• **PROMPT**: Return every line of the records below verbatim, omitting the pictures.

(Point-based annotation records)
──────────

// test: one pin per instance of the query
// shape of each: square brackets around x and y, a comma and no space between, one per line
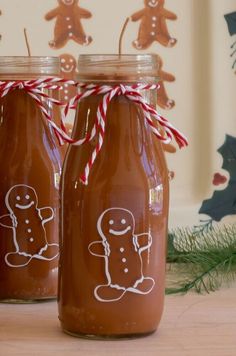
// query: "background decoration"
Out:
[223,202]
[201,263]
[68,24]
[68,71]
[153,25]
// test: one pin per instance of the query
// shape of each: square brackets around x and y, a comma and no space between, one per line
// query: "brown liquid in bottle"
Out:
[113,231]
[29,199]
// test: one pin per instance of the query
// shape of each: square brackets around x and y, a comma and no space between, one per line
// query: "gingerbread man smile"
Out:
[19,206]
[68,2]
[153,3]
[119,232]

──────────

• **RESPONSE FOR THIS EXERCISE**:
// test: one pin per instance of the query
// shape of each: square brackets around x and y, a comma and no space between, one per line
// query: "background decoration"
Out:
[223,202]
[201,263]
[68,24]
[68,71]
[153,25]
// test: one pin per instance of the query
// shape of each: square brackets around x and y, a comma and no space between, one per line
// query: "brown liquid in bottle"
Out:
[113,231]
[29,199]
// test: one pin per instance of the query
// shape of each: square brackets around x and y, a comma and no space between, one per line
// query: "gingerbread man smile"
Out:
[19,206]
[68,2]
[153,3]
[119,232]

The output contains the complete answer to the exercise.